» **Text segment**:
::::

Sfr6 is a high sensitivity mutant
Arabidopsis sensitive-to-freezing-6 (sfr6) is defective in COR (COLD) gene regulation
sfr6 responds weakly to cold stress – had an issue with CBF activation
Knight used a genetic approach to understand what goes on during cold acclimation and studied a number of Gary’s mutants. This is sensitive to freezing 6, an Arabidopsis mutant that cannot cold acclimate. We discovered its expression of cold inducible genes during the acclimation process is very poor. The mutant doesn’t respond to the opportunity to cold acclimate and it doesn’t upregulate well studied cold inducible genes like KIN2 when it gets colder. Showed these genes are likely to be important for cold acclimation.
Many other cold-responsive genes are affected by loss of SFR6
Microarray showed lots of genes (dozens) were affected in sfr6 mutants. We looked at cold regulated genes that were mis regulated in sfr6. Not all of the cold genes were mis reg, but those that were had a high incidence of a couple of promoter motifs; this was the top one. (Make CBF fly on and the arrow get thicker). The TF for the CRT/DRE is known.
SFR6 is MED16, a subunit of the Mediator transcriptional co-activator complex
MED16 (SFR6) shares control of COR gene expression with MED2 and MED14 but not others.
Freezing tolerance is impaired in med2 and med14 mutants, like med16 (sfr6)

::::

Saved entries
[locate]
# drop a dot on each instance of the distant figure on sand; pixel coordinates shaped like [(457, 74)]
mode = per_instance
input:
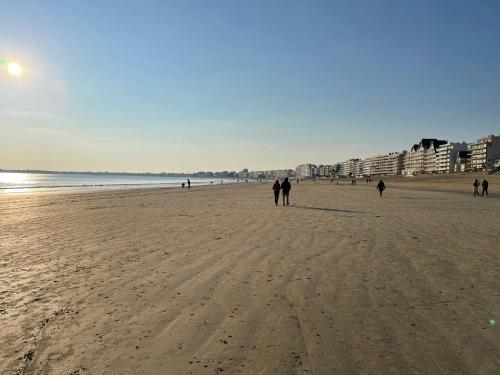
[(381, 187), (475, 187), (286, 187), (484, 185), (276, 189)]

::::

» **List of tasks**:
A) Print the part of the sfr6 notes above from "Many other cold-responsive" to "like med16 (sfr6)".
B) According to the sfr6 notes above, which subunit of the Mediator transcriptional co-activator complex is SFR6?

» **Answers to the tasks**:
A)
Many other cold-responsive genes are affected by loss of SFR6
Microarray showed lots of genes (dozens) were affected in sfr6 mutants. We looked at cold regulated genes that were mis regulated in sfr6. Not all of the cold genes were mis reg, but those that were had a high incidence of a couple of promoter motifs; this was the top one. (Make CBF fly on and the arrow get thicker). The TF for the CRT/DRE is known.
SFR6 is MED16, a subunit of the Mediator transcriptional co-activator complex
MED16 (SFR6) shares control of COR gene expression with MED2 and MED14 but not others.
Freezing tolerance is impaired in med2 and med14 mutants, like med16 (sfr6)

B) MED16